# start of Entries supplied

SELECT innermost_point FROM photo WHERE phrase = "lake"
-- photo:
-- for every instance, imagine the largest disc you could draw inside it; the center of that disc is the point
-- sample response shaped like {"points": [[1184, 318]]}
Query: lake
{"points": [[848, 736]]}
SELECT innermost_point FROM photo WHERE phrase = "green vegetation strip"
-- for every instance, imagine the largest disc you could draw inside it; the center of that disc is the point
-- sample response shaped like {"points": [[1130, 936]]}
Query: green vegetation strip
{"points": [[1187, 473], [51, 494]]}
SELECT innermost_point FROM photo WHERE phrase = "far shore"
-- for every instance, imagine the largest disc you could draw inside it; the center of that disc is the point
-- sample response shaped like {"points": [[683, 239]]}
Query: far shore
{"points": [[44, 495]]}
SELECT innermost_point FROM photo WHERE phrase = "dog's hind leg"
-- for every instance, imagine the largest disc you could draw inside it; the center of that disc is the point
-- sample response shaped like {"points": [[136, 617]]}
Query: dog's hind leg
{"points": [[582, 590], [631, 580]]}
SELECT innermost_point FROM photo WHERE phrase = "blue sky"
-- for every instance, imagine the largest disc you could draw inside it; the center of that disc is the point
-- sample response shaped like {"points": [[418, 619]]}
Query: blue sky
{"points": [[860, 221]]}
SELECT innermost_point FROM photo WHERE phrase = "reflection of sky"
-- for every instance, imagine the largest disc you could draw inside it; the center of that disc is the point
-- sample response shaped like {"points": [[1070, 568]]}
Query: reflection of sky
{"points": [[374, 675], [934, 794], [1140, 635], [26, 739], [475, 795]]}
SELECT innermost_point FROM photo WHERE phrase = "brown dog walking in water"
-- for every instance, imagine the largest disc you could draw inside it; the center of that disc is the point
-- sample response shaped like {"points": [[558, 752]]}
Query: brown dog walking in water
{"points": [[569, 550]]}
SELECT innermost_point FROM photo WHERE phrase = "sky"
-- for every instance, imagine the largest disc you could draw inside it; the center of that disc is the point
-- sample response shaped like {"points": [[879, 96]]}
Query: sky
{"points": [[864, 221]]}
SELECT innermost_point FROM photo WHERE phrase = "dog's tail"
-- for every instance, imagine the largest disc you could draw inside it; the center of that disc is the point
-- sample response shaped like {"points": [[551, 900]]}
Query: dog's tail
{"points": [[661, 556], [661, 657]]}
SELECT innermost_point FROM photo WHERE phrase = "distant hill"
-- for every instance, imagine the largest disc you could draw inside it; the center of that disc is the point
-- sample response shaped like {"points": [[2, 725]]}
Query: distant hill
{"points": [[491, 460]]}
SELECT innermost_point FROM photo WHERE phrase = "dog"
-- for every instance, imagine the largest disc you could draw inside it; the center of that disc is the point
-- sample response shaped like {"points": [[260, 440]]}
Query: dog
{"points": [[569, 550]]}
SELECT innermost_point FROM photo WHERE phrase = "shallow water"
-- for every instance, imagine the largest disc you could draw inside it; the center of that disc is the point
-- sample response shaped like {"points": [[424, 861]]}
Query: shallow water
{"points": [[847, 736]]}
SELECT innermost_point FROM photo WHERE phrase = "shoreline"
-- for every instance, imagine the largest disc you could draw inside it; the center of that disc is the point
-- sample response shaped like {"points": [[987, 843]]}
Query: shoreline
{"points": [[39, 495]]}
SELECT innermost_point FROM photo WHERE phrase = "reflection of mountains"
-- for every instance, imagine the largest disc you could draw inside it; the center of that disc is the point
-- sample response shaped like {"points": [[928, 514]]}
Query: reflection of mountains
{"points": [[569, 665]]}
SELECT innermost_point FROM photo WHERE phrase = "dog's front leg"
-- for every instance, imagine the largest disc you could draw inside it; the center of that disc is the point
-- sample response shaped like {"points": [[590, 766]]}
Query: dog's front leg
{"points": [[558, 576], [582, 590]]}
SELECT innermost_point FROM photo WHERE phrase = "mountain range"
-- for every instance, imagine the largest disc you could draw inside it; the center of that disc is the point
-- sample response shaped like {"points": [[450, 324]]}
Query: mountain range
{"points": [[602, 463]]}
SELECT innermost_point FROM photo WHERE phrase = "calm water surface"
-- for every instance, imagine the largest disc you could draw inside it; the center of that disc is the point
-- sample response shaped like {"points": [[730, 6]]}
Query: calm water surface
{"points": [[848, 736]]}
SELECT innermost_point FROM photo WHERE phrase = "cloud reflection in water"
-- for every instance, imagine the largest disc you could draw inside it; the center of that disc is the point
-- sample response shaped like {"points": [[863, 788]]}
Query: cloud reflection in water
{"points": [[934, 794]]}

# end of Entries supplied

▸ Prompt
Extract each line of the material exactly as it stands.

▸ Output of the exercise
SELECT innermost_point FROM photo WHERE phrase = "lake"
-- photo:
-- for every instance, imagine the largest disc you could draw inside it; the center of that disc is the point
-- sample response shaped like {"points": [[1184, 318]]}
Query: lake
{"points": [[848, 736]]}
SELECT innermost_point FROM photo WHERE phrase = "green vegetation strip"
-- for every instance, imagine the largest disc you could draw inside it; the center of that disc is the point
-- sample response shaped like {"points": [[1130, 936]]}
Query: green vegetation strip
{"points": [[1187, 473], [51, 494]]}
SELECT innermost_point FROM photo WHERE phrase = "far shore"
-- for every instance, imagine the largest disc you could draw inside it; the center of that disc is the point
-- sample response shaped like {"points": [[683, 239]]}
Query: far shore
{"points": [[44, 495]]}
SELECT innermost_point FROM photo WHERE phrase = "dog's hind leg"
-- for every instance, imagine the largest disc you could draw inside it; the center of that disc is the point
-- sample response shaped like {"points": [[136, 617]]}
Query: dog's hind leg
{"points": [[582, 590], [631, 580]]}
SELECT innermost_point FROM photo WHERE phrase = "blue sky"
-- for every instance, imagine the largest disc you could draw inside it; the center of that disc is the point
-- sample response shaped like {"points": [[418, 619]]}
Query: blue sky
{"points": [[860, 221]]}
SELECT innermost_point FROM photo WHERE phrase = "reflection of sky"
-- for every instance, imagine the largest disc you could draw inside it; the center of that disc is the point
-- sample response shaped like {"points": [[1070, 568]]}
Query: reflection of sky
{"points": [[374, 675], [934, 794], [1140, 635], [26, 739], [475, 795]]}
SELECT innermost_point FROM photo WHERE phrase = "brown dog walking in water"
-- for every instance, imagine the largest disc you could draw inside it; the center of that disc is the point
-- sample response shaped like {"points": [[558, 752]]}
Query: brown dog walking in water
{"points": [[569, 550]]}
SELECT innermost_point FROM photo WHERE phrase = "sky"
-- for every instance, imagine the largest disc you could draw inside it; the center of that disc is the point
-- sample response shaped like {"points": [[879, 96]]}
Query: sky
{"points": [[864, 221]]}
SELECT innermost_point FROM photo WHERE phrase = "dog's tail"
-- for every instance, imagine the largest disc you could draw inside it; the center of that disc is the point
-- sample response shaped like {"points": [[551, 900]]}
Query: dog's tail
{"points": [[661, 556], [661, 657]]}
SELECT innermost_point FROM photo WHERE phrase = "distant hill"
-- for every instance, imagine the largest disc you could draw inside it; the center of that disc is the point
-- sample response shaped like {"points": [[2, 725]]}
Query: distant hill
{"points": [[491, 460]]}
SELECT innermost_point FROM photo WHERE phrase = "dog"
-- for every instance, imagine the largest disc you could draw inside it; the center of that disc is the point
-- sample response shaped like {"points": [[260, 440]]}
Query: dog
{"points": [[569, 550]]}
SELECT innermost_point FROM photo WHERE phrase = "shallow water"
-- for every instance, imagine the largest disc you could draw inside it; the center of that disc is the point
-- sample response shaped like {"points": [[424, 861]]}
Query: shallow water
{"points": [[847, 736]]}
SELECT innermost_point FROM photo WHERE phrase = "shoreline"
-- for every instance, imagine the largest disc you could draw inside it; the center of that disc is the point
-- sample response shaped like {"points": [[987, 843]]}
Query: shoreline
{"points": [[39, 495]]}
SELECT innermost_point FROM photo WHERE phrase = "reflection of mountains"
-- for every instance, imagine the largest disc you could draw inside it; the center of that disc is the point
-- sample response shaped like {"points": [[928, 514]]}
Query: reflection of mountains
{"points": [[569, 665]]}
SELECT innermost_point FROM photo WHERE phrase = "dog's front leg"
-- for every instance, imagine the largest disc you could draw inside it; the center of that disc is the point
-- sample response shaped like {"points": [[590, 766]]}
Query: dog's front leg
{"points": [[558, 576], [582, 590]]}
SELECT innermost_point FROM photo WHERE phrase = "mountain range"
-- for every instance, imagine the largest disc you could draw inside it; the center of that disc is the point
-- sample response shaped like {"points": [[450, 324]]}
Query: mountain range
{"points": [[602, 463]]}
SELECT innermost_point FROM photo WHERE phrase = "calm water surface"
-- for every instance, imagine the largest disc you could draw inside it; the center of that disc is the point
-- sample response shaped like {"points": [[730, 6]]}
Query: calm water surface
{"points": [[848, 736]]}
SELECT innermost_point FROM photo WHERE phrase = "cloud reflection in water"
-- for every instance, imagine the largest disc you could draw inside it; the center of that disc is the point
-- sample response shaped like {"points": [[863, 788]]}
Query: cloud reflection in water
{"points": [[934, 794]]}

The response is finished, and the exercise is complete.